■ TEXT UNDER STUDY
###
When Letterman moved from NBC to CBS in 1993, the Melman name was retired, as NBC insisted that the character of “Larry ‘Bud’ Melman” was their intellectual property. However, starting from the very first edition of Late Show with David Letterman, DeForest continued to play exactly the same character he had played on Late Night — he now simply used his own name to do so. DeForest often “drew laughs by his bizarre juxtaposition as a Late Show correspondent at events such as the 1994 Winter Olympics in Norway and the Woodstock anniversary concert that year.” One of DeForest’s more memorable skits came on Letterman’s May 13, 1994 show in Los Angeles. The host stated Johnny Carson would announce the evening’s Top 10 list, at which point DeForest appeared as “Johnny Carson.” Shortly after DeForest’s exit, the real Johnny Carson appeared in what would prove to be Carson’s last television appearance.
DeForest continued to appear on Letterman’s show until his 81st birthday in 2002 before retiring from acting. He had appeared in 15 outside films or TV shows since he began his association with Letterman in 1982.
Letterman noted after DeForest’s death: “Everyone always wondered if Calvert was an actor playing a character, but in reality he was just himself: a genuine, modest and nice man. To our staff and to our viewers, he was a beloved and valued part of our show, and we will miss him.” When asked how he’d like to be remembered, DeForest responded, “Just being able to make people laugh and knowing people enjoyed my humor. I also hope I haven’t offended anyone through the years.”
###
■ DATASET RECORDS
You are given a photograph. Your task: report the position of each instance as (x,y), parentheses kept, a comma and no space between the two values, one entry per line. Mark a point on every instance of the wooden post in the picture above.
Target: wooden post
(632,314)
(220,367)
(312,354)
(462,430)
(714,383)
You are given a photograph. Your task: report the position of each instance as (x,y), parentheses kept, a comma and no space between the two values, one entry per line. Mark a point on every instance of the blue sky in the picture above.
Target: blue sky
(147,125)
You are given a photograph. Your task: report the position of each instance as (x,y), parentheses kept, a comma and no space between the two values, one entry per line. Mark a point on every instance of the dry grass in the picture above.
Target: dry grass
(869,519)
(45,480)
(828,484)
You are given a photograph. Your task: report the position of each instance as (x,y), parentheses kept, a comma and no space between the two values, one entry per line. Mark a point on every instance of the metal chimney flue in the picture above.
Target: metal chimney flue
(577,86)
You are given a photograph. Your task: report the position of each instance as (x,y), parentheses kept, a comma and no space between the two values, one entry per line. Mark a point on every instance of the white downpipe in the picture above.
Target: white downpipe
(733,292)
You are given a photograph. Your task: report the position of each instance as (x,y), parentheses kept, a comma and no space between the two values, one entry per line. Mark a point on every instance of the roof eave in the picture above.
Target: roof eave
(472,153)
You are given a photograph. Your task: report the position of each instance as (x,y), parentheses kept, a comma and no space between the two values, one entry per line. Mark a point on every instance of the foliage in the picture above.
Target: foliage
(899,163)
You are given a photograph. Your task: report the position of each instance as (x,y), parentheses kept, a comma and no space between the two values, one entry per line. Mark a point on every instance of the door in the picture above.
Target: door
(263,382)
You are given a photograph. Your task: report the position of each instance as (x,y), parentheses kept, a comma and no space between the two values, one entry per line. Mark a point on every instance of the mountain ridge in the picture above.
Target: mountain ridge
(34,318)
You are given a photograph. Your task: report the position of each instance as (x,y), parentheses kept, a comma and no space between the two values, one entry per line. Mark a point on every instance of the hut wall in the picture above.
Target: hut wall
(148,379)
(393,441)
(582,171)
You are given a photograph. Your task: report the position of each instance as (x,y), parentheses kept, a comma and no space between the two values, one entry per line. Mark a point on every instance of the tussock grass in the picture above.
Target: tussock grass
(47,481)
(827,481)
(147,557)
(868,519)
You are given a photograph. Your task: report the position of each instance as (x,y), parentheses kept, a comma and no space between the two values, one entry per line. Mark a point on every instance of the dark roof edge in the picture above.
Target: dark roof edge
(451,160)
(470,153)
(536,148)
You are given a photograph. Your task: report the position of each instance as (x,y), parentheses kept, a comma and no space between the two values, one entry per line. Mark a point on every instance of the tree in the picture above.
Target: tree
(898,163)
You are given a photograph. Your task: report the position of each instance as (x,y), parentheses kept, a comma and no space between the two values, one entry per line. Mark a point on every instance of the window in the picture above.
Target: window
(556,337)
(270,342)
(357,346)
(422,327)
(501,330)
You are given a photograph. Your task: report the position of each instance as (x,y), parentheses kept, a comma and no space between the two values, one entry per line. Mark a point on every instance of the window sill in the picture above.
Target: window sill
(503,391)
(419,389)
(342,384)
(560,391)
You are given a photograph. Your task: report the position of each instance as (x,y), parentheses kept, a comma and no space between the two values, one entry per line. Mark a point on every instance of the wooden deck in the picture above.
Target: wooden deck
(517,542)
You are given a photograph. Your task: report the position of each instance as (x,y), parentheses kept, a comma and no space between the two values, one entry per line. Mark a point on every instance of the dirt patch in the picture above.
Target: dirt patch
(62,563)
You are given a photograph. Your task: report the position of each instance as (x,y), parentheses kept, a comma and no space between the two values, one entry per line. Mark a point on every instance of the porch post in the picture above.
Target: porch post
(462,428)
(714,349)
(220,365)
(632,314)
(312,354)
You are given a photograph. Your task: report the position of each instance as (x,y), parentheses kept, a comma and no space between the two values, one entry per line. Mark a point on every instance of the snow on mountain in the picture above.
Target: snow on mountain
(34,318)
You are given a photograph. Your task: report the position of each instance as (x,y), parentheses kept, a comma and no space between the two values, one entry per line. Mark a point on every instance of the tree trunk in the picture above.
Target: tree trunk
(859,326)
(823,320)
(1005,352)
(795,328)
###
■ WORK TASK A
List every year named in the text about Calvert DeForest, in the order each first appears.
■ WORK TASK B
In the text about Calvert DeForest, on what date was his Los Angeles skit as "Johnny Carson"?
■ WORK TASK C
Pick up the text about Calvert DeForest right after its last sentence and keep writing.

■ EXPECTED OUTPUT A
1993, 1994, 2002, 1982

■ EXPECTED OUTPUT B
May 13, 1994

■ EXPECTED OUTPUT C
He was co-host (in charge of the digital switcher) on the local SF Bay Area radio program, 10@10, on KFOG with Dave Morey.
In 1985, he appeared in the music video for the Run-DMC song “King of Rock” as a security guard.
In 1989, he appeared in the Special Ed video for the song “Think About It” as the villainous Dr. Norecords.
In 1994, he wrote a humor book called Cheap Advice.
In 1994, he appeared in the music video for the Vince Gill song “What The Cowgirls Do” as a cowboy sidekick.
In 1997, he made a cameo appearance in episode 164 of Wings (16th episode of the 8th season) entitled “Escape from New York”.
In the late 1990s, he often appeared in various television ads including ones for Tropicana Twister, 1-800-Collect and Little Caesars.
In 1999, he recorded the lounge compilation CD Calvert DeForest’s Erotic Experience, a collection of cover songs, published October 12, 1999 by Mars Entertainment.
DeForest also appeared on the albums Americana and Ixnay on the Hombre by The Offspring, doing some of the voices that can be heard before and after certain tracks (examples are: Hand Grenades, Change the World and Cocktails.) In late March 2007, a 20-minute clip of DeForest recording the voices for their album was posted on The Offspring’s website.
He appeared at Woodstock ’94 to announce Nine Inch Nails’ late night set by proclaiming, “Ladies and gentlemen, punch your balls off and please welcome Nine Inch Nails!”
He appeared on the first episode of the 1996 series The Dana Carvey Show on ABC.
He appeared as Rusty in the 1986 episode The Gang’s All Here of the television show Pee-wee’s Playhouse.
After years of poor health, DeForest died at Good Samaritan Hospital in West Islip, New York, on Long Island, on March 19, 2007. Per his request, no funeral services were held; he was cremated and his remains were interred at Pinelawn Cemetery, Farmingdale, New York. By all press accounts, he left no surviving relatives.